Set of tasks:
#1 In the QED and QCD passage, what is the lowest bound value of λ?
#2 Please echo the QED and QCD passage word for word, beginning at the words "has no solution." and stopping after "(about 1 GeV)".
#3 List every sentence in the QED and QCD passage that opens with "In other words".

In fact, if we did not assume the $\lambda$-independent of
the QED coupling constant, we would obtain, except for a color
factor, the same similarity renormalization group $\beta$
function of eq.(\ref{beta}).  Thus, the
fixed point of QED running coupling constant, $e=0$,
becomes infrared unstable, which is inconsistent with
the well-known perturbative QED result of being an
infrared stable fixed point. It implies that the similarity
renormalization scheme can be applied to QED only for
$\lambda=0$.  With $\lambda=0$, our formulation reproduces
the well-known method for solving QED bound states, namely, the
nonperturbative bound states is determined by solving
the Schr\"{o}dinger equation with the Coulomb potential
(because the effective Hamiltonian $H_{\lambda 0}$ only
contains the Coulomb interaction at $\lambda=0$) and the
remaining relativistic radiative corrections (described
here by $H_{\lambda I}$) can then be systematically
computed in perturbation theory. In other words, the
limit $\lambda \rightarrow 0$ brings the effective theory
back to the full theory in QED.

However, unlike the QED, we cannot assume that the coupling
constant $g$ in QCD is independent of the scale $\lambda$.
In other words, one cannot freely take the limit of $\lambda
\rightarrow 0$.  With  $\lambda$ being decreased, $g_\lambda$
becomes larger and larger.  Thus, the resulting $H_{\lambda 0}$
containing the Coulomb interaction alone is not sufficient
to describe QCD bound states since the corrections
from $H_{\lambda I}$ cannot be handled perturbatively.
Therefore we are in practice unable to write down the full QCD
theory in the weak-coupling formulation. The weak-coupling
treatment of QCD in the limit $\lambda \rightarrow 0$
is no longer valid.  Indeed, we find that with
a small $\lambda$ ($\lambda < 0.4$ GeV), eq.(\ref{sQQe})
has no solution. In other words, the so-called full QCD theory
with massless gluon in low energy domain may only be
formally interesting.  To reproduce the acceptable
hadronic properties with a small $\lambda$ value, we must
include more complicated higher order contributions
from $H_{\lambda I}$ into the nonperturbative bound state
equation. Since the lowest bound value of $\lambda$ is
the constituent gluon mass, a finite $\lambda$, namely
a nonzero constituent gluon mass, has effectively moved
the nonperturbative contribution in the higher order
processes into the low energy two-body confining
interaction.  The fact that the confining interaction
dominates the binding dynamics of the quarkonium bound
states at a finite $\lambda$ (about 1 GeV)
is indeed an evidence why nonperturbative QCD can
be treated as a weak-couple problem in the present formulation.
The limit $\lambda \rightarrow 0$ that can bring the
effective theory back to the full theory is only
implicative in QCD.

Data section:
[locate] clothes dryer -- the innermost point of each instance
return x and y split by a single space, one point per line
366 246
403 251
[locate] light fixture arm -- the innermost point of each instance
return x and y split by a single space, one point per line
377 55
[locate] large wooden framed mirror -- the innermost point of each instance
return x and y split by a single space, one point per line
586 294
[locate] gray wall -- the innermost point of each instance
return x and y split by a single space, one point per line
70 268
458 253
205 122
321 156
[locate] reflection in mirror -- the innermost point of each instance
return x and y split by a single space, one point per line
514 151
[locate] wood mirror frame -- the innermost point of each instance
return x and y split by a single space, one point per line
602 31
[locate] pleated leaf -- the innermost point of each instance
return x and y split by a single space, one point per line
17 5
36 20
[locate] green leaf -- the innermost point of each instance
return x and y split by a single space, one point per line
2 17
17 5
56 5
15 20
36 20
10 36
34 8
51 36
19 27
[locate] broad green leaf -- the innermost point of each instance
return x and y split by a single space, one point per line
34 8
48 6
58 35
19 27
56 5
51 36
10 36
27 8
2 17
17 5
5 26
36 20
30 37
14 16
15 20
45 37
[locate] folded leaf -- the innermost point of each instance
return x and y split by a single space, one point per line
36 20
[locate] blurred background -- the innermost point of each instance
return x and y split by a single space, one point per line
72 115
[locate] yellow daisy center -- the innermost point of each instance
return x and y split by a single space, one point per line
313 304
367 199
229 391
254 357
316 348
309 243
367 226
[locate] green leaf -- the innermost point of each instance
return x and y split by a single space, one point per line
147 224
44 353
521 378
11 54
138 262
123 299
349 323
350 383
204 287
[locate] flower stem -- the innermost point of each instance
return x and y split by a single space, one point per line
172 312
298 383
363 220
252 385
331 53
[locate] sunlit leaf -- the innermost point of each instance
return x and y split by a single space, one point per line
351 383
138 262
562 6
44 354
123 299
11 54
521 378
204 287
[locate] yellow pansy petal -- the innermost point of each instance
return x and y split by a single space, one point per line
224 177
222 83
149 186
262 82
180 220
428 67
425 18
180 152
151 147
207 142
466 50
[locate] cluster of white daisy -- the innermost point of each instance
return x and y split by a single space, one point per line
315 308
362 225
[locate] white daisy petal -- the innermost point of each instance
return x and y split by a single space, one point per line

Replies:
#1 The constituent gluon mass.

#2
has no solution. In other words, the so-called full QCD theory
with massless gluon in low energy domain may only be
formally interesting.  To reproduce the acceptable
hadronic properties with a small $\lambda$ value, we must
include more complicated higher order contributions
from $H_{\lambda I}$ into the nonperturbative bound state
equation. Since the lowest bound value of $\lambda$ is
the constituent gluon mass, a finite $\lambda$, namely
a nonzero constituent gluon mass, has effectively moved
the nonperturbative contribution in the higher order
processes into the low energy two-body confining
interaction.  The fact that the confining interaction
dominates the binding dynamics of the quarkonium bound
states at a finite $\lambda$ (about 1 GeV)

#3
In other words, the limit $\lambda \rightarrow 0$ brings the effective theory back to the full theory in QED.
In other words, one cannot freely take the limit of $\lambda \rightarrow 0$.
In other words, the so-called full QCD theory with massless gluon in low energy domain may only be formally interesting.